- **INSTRUCTIONS TO FOLLOW**:
Exact reproduction, images excluded: write out the records below.

- **THE RECORDS**:
※ ※ ※

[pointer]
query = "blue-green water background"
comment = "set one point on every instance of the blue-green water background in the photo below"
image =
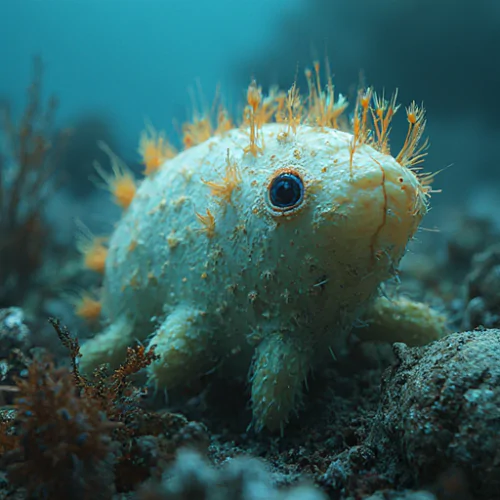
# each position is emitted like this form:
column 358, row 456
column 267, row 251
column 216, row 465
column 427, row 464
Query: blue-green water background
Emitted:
column 128, row 60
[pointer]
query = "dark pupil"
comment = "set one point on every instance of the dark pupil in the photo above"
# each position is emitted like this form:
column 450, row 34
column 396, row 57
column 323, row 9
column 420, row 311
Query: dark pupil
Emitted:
column 286, row 190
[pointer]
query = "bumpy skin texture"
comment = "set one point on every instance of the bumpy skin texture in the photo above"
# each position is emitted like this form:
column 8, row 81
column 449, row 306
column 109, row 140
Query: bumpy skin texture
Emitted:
column 275, row 291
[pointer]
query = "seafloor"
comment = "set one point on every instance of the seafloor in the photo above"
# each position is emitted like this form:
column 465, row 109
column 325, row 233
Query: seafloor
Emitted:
column 386, row 422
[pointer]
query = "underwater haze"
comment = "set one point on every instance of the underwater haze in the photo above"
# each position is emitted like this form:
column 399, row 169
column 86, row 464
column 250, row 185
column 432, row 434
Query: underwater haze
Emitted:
column 250, row 249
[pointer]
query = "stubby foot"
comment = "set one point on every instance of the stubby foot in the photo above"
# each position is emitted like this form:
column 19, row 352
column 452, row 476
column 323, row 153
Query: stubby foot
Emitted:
column 279, row 371
column 402, row 320
column 110, row 346
column 183, row 344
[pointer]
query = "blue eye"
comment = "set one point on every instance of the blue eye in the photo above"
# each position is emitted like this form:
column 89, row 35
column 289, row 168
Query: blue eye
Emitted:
column 286, row 191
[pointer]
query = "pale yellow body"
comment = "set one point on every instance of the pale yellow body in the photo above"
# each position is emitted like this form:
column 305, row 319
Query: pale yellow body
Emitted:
column 257, row 248
column 287, row 285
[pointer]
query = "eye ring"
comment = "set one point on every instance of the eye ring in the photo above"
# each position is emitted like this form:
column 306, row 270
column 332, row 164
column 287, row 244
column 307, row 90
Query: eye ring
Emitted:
column 286, row 191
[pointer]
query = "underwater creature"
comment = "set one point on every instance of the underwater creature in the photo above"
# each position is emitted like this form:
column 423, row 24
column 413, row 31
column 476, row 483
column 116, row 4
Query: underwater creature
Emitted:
column 258, row 246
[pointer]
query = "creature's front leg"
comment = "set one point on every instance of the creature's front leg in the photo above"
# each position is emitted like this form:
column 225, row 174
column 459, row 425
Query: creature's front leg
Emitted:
column 278, row 373
column 183, row 342
column 402, row 320
column 110, row 346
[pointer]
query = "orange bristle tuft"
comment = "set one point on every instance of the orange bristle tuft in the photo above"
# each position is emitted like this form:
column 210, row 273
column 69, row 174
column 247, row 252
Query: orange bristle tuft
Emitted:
column 92, row 248
column 154, row 149
column 121, row 182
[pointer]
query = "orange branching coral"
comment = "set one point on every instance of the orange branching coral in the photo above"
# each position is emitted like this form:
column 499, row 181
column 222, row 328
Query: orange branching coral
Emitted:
column 63, row 446
column 28, row 165
column 68, row 433
column 121, row 182
column 230, row 182
column 154, row 149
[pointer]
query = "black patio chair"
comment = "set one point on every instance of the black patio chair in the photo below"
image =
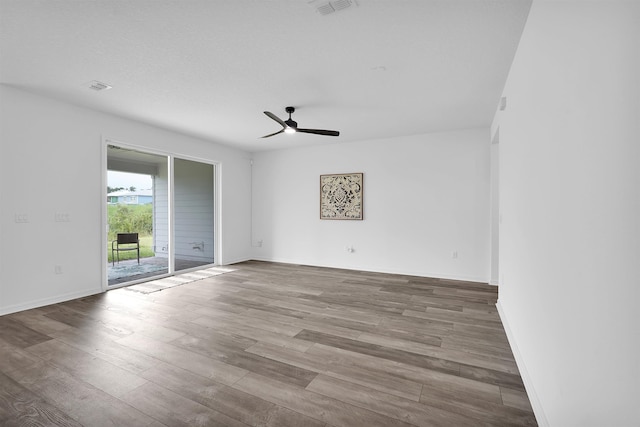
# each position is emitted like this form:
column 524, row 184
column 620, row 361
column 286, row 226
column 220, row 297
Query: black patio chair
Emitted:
column 125, row 242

※ ※ ※

- **TASK ANSWER**:
[pointer]
query = "blue-green water background"
comment = "set one point on every instance of the blue-green water background in the photo below"
image =
# each position is emitted like this form:
column 358, row 456
column 267, row 251
column 216, row 465
column 427, row 464
Query: blue-green water background
Emitted:
column 128, row 60
[pointer]
query = "dark pupil"
comment = "set one point on every instance of the dark pupil in the photo above"
# each position is emitted like this form:
column 450, row 34
column 396, row 57
column 323, row 9
column 420, row 311
Query: dark pupil
Emitted:
column 286, row 190
[pointer]
query = "bumpy skin texture"
comment = "set one point on every instance of the bumpy skin texture in the photo above"
# each position is emitted like this form:
column 8, row 81
column 449, row 306
column 109, row 140
Query: bumpy skin texture
Emitted:
column 275, row 291
[pointer]
query = "seafloor"
comment = "set one point on every instance of the seafloor in the photo above"
# each position is emitted like this form:
column 465, row 109
column 325, row 233
Query: seafloor
Emitted:
column 386, row 422
[pointer]
query = "underwater haze"
comment = "set one point on every instance of the underwater haze in the photo above"
# each position is emitted like this form:
column 399, row 169
column 86, row 464
column 250, row 185
column 432, row 434
Query: underwater haze
Emitted:
column 250, row 249
[pointer]
query = "stubby foot"
comment = "set one point on every instance of the stubby foot in the photo above"
# each position is emitted like this form:
column 19, row 352
column 452, row 476
column 323, row 153
Query: stubby foot
Emitted:
column 279, row 371
column 402, row 320
column 110, row 346
column 183, row 344
[pointer]
query = "blue eye"
comment = "set one point on every instance of the blue eye in the photo above"
# each position is emitted like this form:
column 89, row 35
column 289, row 168
Query: blue eye
Emitted:
column 286, row 191
[pointer]
query = "pale yellow body"
comment = "set one point on every instance of the pale yellow body in the photo above"
# each position is emitted like this form:
column 305, row 319
Query: pale yellow body
Emitted:
column 257, row 248
column 287, row 285
[pointer]
query = "eye ring"
comment = "set one point on every instance of the eye ring in the photo above"
# each position is emitted like this form:
column 306, row 270
column 332, row 164
column 287, row 244
column 307, row 90
Query: eye ring
Emitted:
column 286, row 191
[pointer]
query = "underwater creature"
comment = "set one point on every instance of the underwater creature in the photo above"
# each position is emitted like this form:
column 423, row 24
column 413, row 31
column 476, row 483
column 116, row 4
Query: underwater creature
Emitted:
column 258, row 246
[pointer]
query = "creature's front leg"
comment = "set one point on every instance of the creature's front leg in the photo above"
# each position is emitted like this form:
column 225, row 174
column 459, row 425
Query: creature's front leg
Emitted:
column 278, row 373
column 183, row 342
column 402, row 320
column 110, row 346
[pointer]
query = "orange bristle tuft"
comment = "set one point on every instance of the orange bristle tuft in the photo above"
# each position is emitted like this form:
column 210, row 273
column 69, row 174
column 247, row 252
Query: orange bristle tuft
Emitted:
column 92, row 248
column 154, row 149
column 121, row 182
[pointer]
query = "orange branching coral"
comment = "set one point on every instance of the orange branching coral in the photo above"
# each position is emitted like this form:
column 499, row 181
column 222, row 328
Query: orange branching coral
Emitted:
column 63, row 446
column 28, row 165
column 68, row 433
column 121, row 182
column 230, row 182
column 154, row 149
[pointer]
query = "black patio chair"
comment = "set one point on every instance of the black patio chair in the photo below"
image =
# each position is emitted like this form:
column 524, row 184
column 620, row 361
column 286, row 226
column 220, row 297
Query: black patio chair
Emitted:
column 125, row 242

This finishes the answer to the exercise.